En confiant le suivi des discussions autour de la frontière maritime avec Israël à l’ancien député Nawwaf Moussawi, le Hezbollah n’a pas cherché à heurter le président de la République, qui a pris en charge la gestion de ce dossier, mais à rassurer son public qui s’étonne de la neutralité du parti de Dieu à l’égard de cette question. Un grand nombre de partisans du Hezbollah va encore plus loin que ce dernier en refusant même que la ligne 29 soit considérée comme une base pour les négociations. Ils poussent en direction d’une interdiction totale à Israël de prospecter dans la zone, puisqu’ils considèrent que ces richesses reviennent de plein droit aux Palestiniens et non aux Israéliens.

En désignant Nawwaf Moussawi pour suivre ce dossier, le Hezbollah a cherché à montrer qu’il suit de près l’évolution de la situation et qu’il est prêt à intervenir le moment venu. Lors de sa récente intervention télévisée, le secrétaire général de la formation pro-iranienne, Hassan Nasrallah, s’est limité au conflit maritime qui oppose le Liban et Israël, une façon pour lui d’absorber "l’étonnement", voire le "ressentiment" manifesté par son public. Il ne fait aucun doute que le parti, tout comme le restant des forces politiques, est prêt à troquer des lignes et des droits dans le cadre de grands règlements internes, régionaux comme internationaux.

D’aucuns s’attendaient à ce que Hassan Nasrallah annonce son adhésion à la ligne 29 pour faire avorter l’entente entre les présidents de la République, Michel Aoun, du Parlement, Nabih Berry, et le chef du gouvernement d’expédition des affaires courantes, Najib Mikati. Ces derniers avaient retenu la ligne 23 comme ligne de départ pour les négociations.

D’autres ont estimé que le fait que Hassan Nasrallah ait maintenu sa position antérieure, où il laisse la décision dans ce domaine aux autorités politiques et avance sur cette base, n’a rien de nouveau, dans la mesure où le parti a décidé de faire primer l’État et de placer ses armes sous ses ordres. Quoi qu’il en soit, cette position bien pensée sert la stratégie du Hezbollah dans le dossier de la délimitation de la frontière. Et pour cause: grâce à elle, le parti manœuvre pour créer un cas comparable à celui des fermes de Chebaa, mais maritime cette fois. Cela lui permet de tirer les ficelles en arrière-plan et de laisser les trois pôles du pouvoir, le général Aoun au premier chef, porter la responsabilité devant l’opinion publique, surtout que les députés du changement, parmi bien d’autres, considèrent qu’en renonçant à la ligne 29, le Liban renonce à sa souveraineté.

(Lignes d’un jeu de données)
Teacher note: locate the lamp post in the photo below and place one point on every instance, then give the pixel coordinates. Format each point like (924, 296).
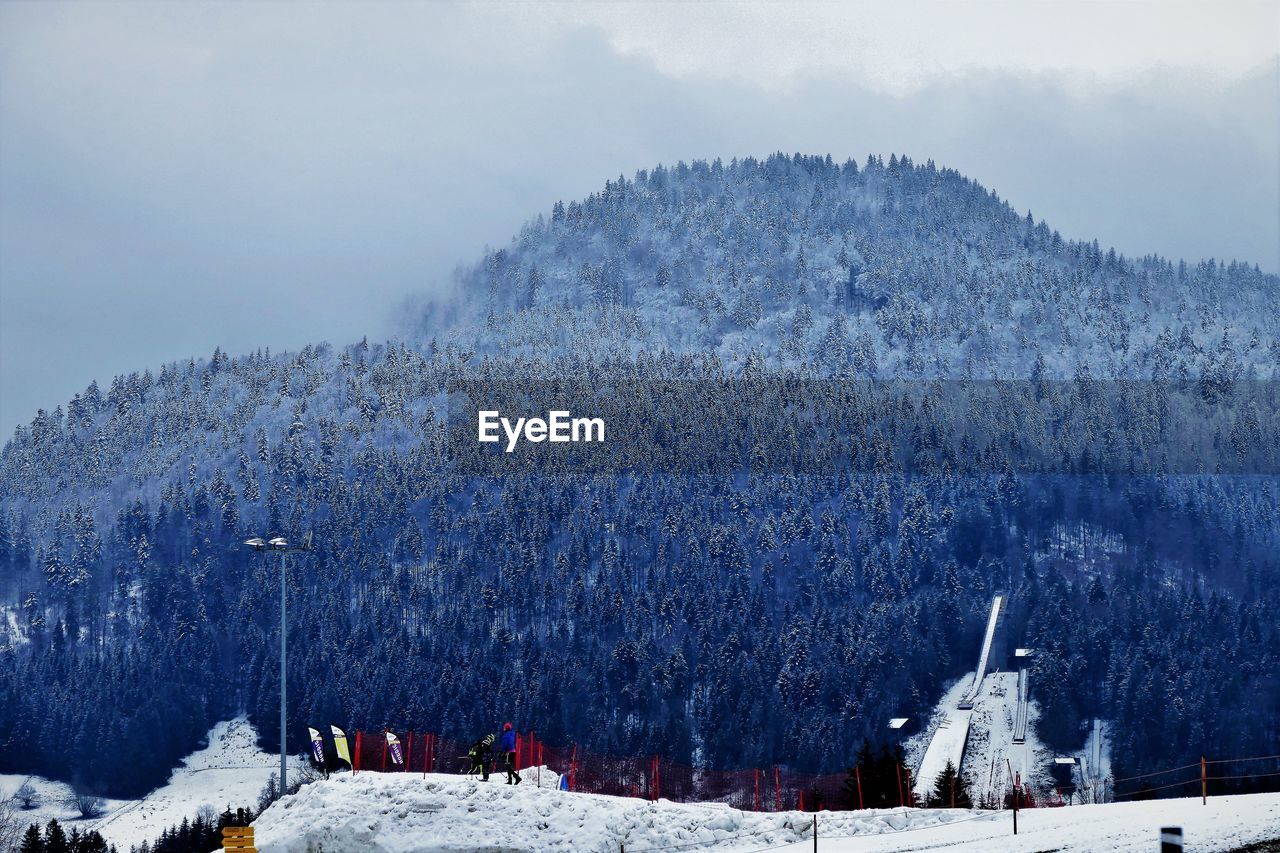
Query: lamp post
(280, 546)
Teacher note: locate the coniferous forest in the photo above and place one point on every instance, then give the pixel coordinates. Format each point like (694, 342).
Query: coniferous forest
(769, 584)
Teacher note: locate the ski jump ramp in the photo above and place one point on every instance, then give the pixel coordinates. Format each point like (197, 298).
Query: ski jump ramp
(992, 621)
(950, 738)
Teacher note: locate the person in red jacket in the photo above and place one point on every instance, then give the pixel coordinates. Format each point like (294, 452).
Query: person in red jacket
(508, 753)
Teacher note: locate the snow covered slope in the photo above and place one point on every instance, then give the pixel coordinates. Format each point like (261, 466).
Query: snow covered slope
(406, 813)
(1224, 824)
(229, 771)
(986, 738)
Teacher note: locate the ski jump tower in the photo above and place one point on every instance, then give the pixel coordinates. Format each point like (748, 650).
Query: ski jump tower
(997, 614)
(951, 737)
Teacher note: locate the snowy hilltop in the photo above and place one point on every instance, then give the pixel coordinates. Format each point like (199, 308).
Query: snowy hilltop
(746, 574)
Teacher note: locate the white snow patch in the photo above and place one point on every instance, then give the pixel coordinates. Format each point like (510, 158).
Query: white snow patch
(1224, 824)
(229, 771)
(407, 813)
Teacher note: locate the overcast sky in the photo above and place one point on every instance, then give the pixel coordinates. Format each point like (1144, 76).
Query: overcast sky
(176, 177)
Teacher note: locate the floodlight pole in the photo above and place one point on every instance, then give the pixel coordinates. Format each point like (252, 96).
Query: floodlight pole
(280, 546)
(284, 658)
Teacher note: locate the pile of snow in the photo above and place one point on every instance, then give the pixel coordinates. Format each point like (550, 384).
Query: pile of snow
(407, 813)
(983, 737)
(231, 771)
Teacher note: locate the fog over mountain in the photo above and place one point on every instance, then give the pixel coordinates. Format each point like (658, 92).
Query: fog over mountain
(174, 179)
(769, 594)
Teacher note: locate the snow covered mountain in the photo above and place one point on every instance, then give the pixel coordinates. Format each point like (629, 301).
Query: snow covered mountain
(745, 614)
(388, 812)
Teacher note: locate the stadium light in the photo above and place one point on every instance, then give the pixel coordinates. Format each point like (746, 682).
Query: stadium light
(280, 546)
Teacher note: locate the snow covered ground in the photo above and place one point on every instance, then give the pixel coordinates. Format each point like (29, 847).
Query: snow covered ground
(1224, 824)
(229, 771)
(406, 813)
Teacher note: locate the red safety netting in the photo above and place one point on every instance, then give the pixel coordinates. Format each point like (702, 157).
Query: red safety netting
(763, 789)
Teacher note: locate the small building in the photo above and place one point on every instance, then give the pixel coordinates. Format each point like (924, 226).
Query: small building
(901, 726)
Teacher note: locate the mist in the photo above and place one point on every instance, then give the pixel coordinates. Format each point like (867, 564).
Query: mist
(176, 178)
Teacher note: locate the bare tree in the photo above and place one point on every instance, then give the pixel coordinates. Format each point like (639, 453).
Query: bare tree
(87, 804)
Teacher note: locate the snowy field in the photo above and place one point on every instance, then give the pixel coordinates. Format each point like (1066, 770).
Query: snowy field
(229, 771)
(406, 813)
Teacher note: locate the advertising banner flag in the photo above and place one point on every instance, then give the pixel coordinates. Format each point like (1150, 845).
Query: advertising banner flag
(393, 746)
(339, 742)
(316, 746)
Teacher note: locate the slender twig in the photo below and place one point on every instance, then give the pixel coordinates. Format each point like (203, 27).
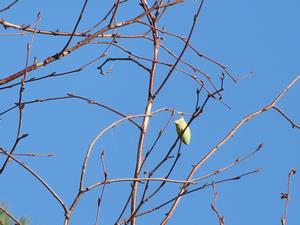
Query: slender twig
(224, 140)
(7, 213)
(100, 199)
(214, 205)
(186, 192)
(9, 6)
(53, 193)
(286, 197)
(21, 91)
(79, 44)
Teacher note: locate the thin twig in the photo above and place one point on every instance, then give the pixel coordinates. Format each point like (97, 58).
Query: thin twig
(286, 197)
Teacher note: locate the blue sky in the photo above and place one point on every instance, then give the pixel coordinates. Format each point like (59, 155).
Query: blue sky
(250, 37)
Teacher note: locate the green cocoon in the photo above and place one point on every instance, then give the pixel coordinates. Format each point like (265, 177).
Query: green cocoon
(180, 126)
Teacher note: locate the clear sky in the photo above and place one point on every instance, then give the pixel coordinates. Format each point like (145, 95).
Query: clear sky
(259, 43)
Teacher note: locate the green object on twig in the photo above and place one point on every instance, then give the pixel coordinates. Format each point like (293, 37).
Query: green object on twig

TRAVAIL À RÉALISER »
Indiquez si chacune des affirmations suivantes concorde avec le texte sur la frontière maritime, en répondant par oui ou par non et en citant textuellement les mots décisifs du texte.
1. Le Hezbollah a confié le suivi des discussions à l’ancien député Nawwaf Moussawi.
2. Michel Aoun, Nabih Berry et Najib Mikati avaient retenu la ligne 29 comme ligne de départ pour les négociations.
3. Hassan Nasrallah a annoncé son adhésion à la ligne 29.

RÉSULTAT PRODUIT »
1. Oui : « En confiant le suivi des discussions autour de la frontière maritime avec Israël à l’ancien député Nawwaf Moussawi ».
2. Non : « Ces derniers avaient retenu la ligne 23 comme ligne de départ pour les négociations. »
3. Non : « Hassan Nasrallah ait maintenu sa position antérieure, où il laisse la décision dans ce domaine aux autorités politiques ».